Brief:
Please restate the records below verbatim, omitting every image they hold.

--- Listed entries ---

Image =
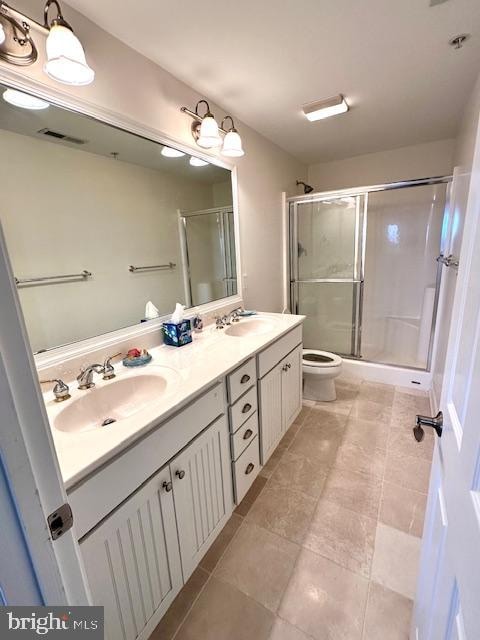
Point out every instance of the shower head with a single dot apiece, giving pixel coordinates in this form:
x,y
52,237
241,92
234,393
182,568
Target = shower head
x,y
306,187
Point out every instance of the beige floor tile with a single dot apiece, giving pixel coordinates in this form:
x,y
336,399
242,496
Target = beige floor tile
x,y
408,472
252,494
343,536
213,555
297,472
388,615
222,612
259,563
353,458
284,631
283,511
325,600
367,435
395,560
355,491
403,509
373,411
179,608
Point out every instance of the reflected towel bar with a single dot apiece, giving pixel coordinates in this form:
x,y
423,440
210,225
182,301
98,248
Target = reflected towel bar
x,y
170,265
51,279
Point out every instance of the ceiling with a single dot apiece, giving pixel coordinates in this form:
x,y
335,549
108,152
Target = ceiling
x,y
262,59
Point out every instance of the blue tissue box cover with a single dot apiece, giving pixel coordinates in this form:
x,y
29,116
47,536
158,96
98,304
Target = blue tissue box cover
x,y
177,335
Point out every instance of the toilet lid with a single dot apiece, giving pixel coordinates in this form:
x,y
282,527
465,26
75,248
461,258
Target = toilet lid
x,y
315,358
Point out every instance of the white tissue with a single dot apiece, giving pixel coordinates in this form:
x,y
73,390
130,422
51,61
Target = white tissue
x,y
151,311
177,315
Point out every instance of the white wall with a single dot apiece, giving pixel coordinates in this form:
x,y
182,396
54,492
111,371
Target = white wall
x,y
133,86
407,163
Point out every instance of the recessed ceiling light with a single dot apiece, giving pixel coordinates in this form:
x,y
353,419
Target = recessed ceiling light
x,y
325,108
198,162
23,100
169,152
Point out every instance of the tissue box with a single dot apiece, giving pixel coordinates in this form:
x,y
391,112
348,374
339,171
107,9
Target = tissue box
x,y
177,335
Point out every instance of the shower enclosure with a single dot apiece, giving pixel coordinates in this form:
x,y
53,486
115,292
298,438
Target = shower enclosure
x,y
364,269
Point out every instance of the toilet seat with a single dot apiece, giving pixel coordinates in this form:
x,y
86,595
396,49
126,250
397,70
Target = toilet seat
x,y
315,359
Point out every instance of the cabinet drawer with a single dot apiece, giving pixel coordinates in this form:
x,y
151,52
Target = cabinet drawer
x,y
244,436
278,350
246,469
241,379
243,409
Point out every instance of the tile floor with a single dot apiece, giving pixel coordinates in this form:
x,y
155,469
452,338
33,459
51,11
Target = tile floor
x,y
325,544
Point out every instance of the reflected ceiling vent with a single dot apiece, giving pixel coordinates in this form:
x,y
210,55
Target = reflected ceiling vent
x,y
61,136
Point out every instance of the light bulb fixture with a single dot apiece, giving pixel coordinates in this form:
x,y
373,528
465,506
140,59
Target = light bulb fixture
x,y
24,100
208,134
325,108
232,143
198,162
66,60
170,152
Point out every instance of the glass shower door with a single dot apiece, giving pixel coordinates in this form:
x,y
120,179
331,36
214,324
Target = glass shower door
x,y
327,271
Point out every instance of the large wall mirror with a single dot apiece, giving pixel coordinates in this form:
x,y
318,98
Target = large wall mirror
x,y
99,221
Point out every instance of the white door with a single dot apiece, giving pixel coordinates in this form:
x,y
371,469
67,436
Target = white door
x,y
202,490
447,605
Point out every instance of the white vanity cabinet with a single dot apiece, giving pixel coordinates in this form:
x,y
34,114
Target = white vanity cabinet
x,y
279,390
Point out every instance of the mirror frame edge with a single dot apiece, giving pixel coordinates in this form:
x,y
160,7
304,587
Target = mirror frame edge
x,y
57,355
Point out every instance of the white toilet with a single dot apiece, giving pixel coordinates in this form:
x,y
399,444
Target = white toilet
x,y
320,369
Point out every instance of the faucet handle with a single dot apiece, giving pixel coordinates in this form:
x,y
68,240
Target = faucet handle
x,y
108,370
60,390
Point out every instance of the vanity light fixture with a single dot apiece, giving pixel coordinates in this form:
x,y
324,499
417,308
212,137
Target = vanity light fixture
x,y
24,100
325,108
170,152
198,162
66,60
208,134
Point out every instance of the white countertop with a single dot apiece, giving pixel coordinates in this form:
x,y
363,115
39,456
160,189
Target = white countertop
x,y
193,368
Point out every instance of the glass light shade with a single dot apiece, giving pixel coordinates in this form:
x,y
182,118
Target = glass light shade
x,y
198,162
66,58
23,100
169,152
232,145
209,134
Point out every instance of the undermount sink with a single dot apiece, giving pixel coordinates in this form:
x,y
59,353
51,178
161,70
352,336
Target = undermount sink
x,y
104,405
253,327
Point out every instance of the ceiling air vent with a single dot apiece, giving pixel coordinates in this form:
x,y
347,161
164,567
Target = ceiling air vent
x,y
61,136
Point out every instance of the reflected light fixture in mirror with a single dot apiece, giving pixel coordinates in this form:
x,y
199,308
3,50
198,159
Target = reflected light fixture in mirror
x,y
23,100
169,152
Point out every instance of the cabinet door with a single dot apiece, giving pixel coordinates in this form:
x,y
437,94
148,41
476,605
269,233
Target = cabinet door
x,y
291,387
271,421
132,561
202,488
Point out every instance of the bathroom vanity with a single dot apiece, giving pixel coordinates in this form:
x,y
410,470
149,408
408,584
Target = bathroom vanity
x,y
151,491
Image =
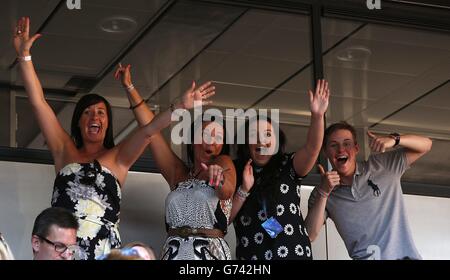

---

Completed exercise:
Image =
Point out every instance of the shower head with a single dot apiece, giving pixel coordinates in this form:
x,y
52,237
241,92
234,393
182,568
Target = shower head
x,y
306,187
Point out every instance of the beige floor tile with a single dot apiece, giving pixel coordinates in this form:
x,y
336,399
242,496
Target = beige floor tile
x,y
408,472
252,494
343,536
213,555
297,472
388,615
222,612
259,563
353,458
284,631
283,511
325,600
367,435
395,560
355,491
403,509
373,411
179,608
Point out every instance of the reflected towel bar with a single dot apiece, giving pixel coordinates in this form:
x,y
423,440
210,225
182,301
98,248
Target = reflected towel bar
x,y
170,265
51,279
Point out every instance of the ceiling with a single dot apiece, giving pixel coordinates in this form:
x,y
335,549
108,152
Target = ceiling
x,y
262,59
Point out every instance of the blue tissue box cover with a single dot apiece, giving pixel coordinates in this form:
x,y
29,116
47,536
158,96
98,304
Target = blue tissue box cover
x,y
177,335
Point out every instance of the toilet lid with a single dot apiece, giving pixel coordinates in this form:
x,y
282,527
465,26
75,248
461,258
Target = toilet lid
x,y
315,358
Point out every instance of the white tissue with a single dot apiece, giving pixel coordinates in this form:
x,y
73,390
130,422
51,61
Target = white tissue
x,y
151,311
177,315
Point out every instance of the white wall with a single dot apiece, giving pixel coordinates in this form:
x,y
182,396
54,492
111,371
Target = white wall
x,y
133,86
407,163
Point out every instance of the recessed ceiling light with a single dot apiece, giving pixel coordinates in this form:
x,y
353,419
Target = recessed ceiling light
x,y
325,108
198,162
23,100
169,152
Point out every instance of the tissue box with a single dot apiece, giving pixel coordinates in this form:
x,y
391,112
348,374
339,171
107,9
Target = tissue box
x,y
177,335
Point out every instance of the shower enclosure with a single dot apiece, giving pixel coordinates in this form:
x,y
53,486
115,292
298,438
Target = shower enclosure
x,y
364,269
Point out every instance of the toilet seat with a single dot apiece, giving pixel coordinates in this form:
x,y
86,595
396,49
126,250
397,70
Target = toilet seat
x,y
315,359
Point out every instance of the cabinet drawer with a single dot apiece, giving pixel coordinates in this form:
x,y
151,52
Target = cabinet drawer
x,y
244,436
278,350
246,469
241,379
243,409
Point out every instance of the tile floor with a single dot apiece, giving pixel coordinates in this form:
x,y
155,469
452,338
33,459
51,11
Target = tile floor
x,y
325,544
Point out every instance of the reflected ceiling vent with a single dot apiece, giving pixel coordinates in this form:
x,y
210,55
Target = reflected ceiling vent
x,y
61,136
Point out every instance of the light bulb fixture with a single dot apiece, giving pixel coordinates in this form:
x,y
373,528
465,506
140,59
Target = light bulb fixture
x,y
24,100
208,134
325,108
232,143
198,162
66,60
170,152
Point out every instance of the glass shower door with a single dot apiece, giving pixel coordinates in this form:
x,y
120,179
331,36
214,324
Target = glass shower door
x,y
327,271
Point out every instance of the large wall mirror with a single dot apiece, giving pixel coordinates in this form:
x,y
318,98
Target = large wall mirror
x,y
99,221
Point out every instance of the white door with a single dot apiece, giving pixel coordinates in this form:
x,y
371,469
67,436
Target = white door
x,y
202,490
447,605
Point out every instance of the white vanity cabinet with a single dot apiece, giving pixel coordinates in this form:
x,y
34,114
Target = white vanity cabinet
x,y
279,390
Point out every instance of the mirror frame edge with a single dot apiece, giving pixel coordinates in this form:
x,y
160,7
304,587
Target = mirror frame edge
x,y
57,355
Point out every instance of the white toilet with a single dot apiece, giving pixel coordinates in this form:
x,y
399,444
Target = white toilet
x,y
320,369
Point out every instance of the faucet handle with a single dot apiece, giving pixel coordinates in this form:
x,y
68,240
Target = faucet handle
x,y
108,370
60,390
Point out every instance of the vanity light fixture with a single dot apiece, giving pixel coordinates in this form:
x,y
324,499
417,308
212,137
Target = vanity light fixture
x,y
24,100
325,108
170,152
198,162
66,60
208,134
Point out every instance of the white countertop with a single dot apiece, giving pixel coordinates in this form:
x,y
363,115
39,456
160,189
Target = white countertop
x,y
193,368
Point out every instance of the glass light shade with a single dot apiece, giving pixel coordinates in this form:
x,y
182,118
Target = glass light shade
x,y
198,162
66,58
23,100
169,152
232,145
209,134
Point out every instance of the undermount sink with a single dot apiece, giving pixel coordinates in this form:
x,y
59,353
51,178
161,70
352,336
Target = undermount sink
x,y
104,405
253,327
Point out every instance of the ceiling air vent with a single dot apiece, giving pixel coordinates in this form:
x,y
347,161
164,567
Target = ceiling air vent
x,y
61,136
Point out every instance of the reflected light fixture in mirror with a single dot apiece, giving pixel coordinates in this form:
x,y
199,308
3,50
198,159
Target = reflected light fixture in mirror
x,y
23,100
169,152
Point out every instance of the cabinet door with a single dot apiece, giving pixel coordinates in this form:
x,y
437,94
148,41
476,605
269,233
Target = cabinet door
x,y
291,387
271,421
132,561
202,488
Point out every instance of the bathroom vanity with a single dot apiece, giving pixel coordinates in this form:
x,y
410,470
149,408
408,584
Target = bathroom vanity
x,y
151,491
Image =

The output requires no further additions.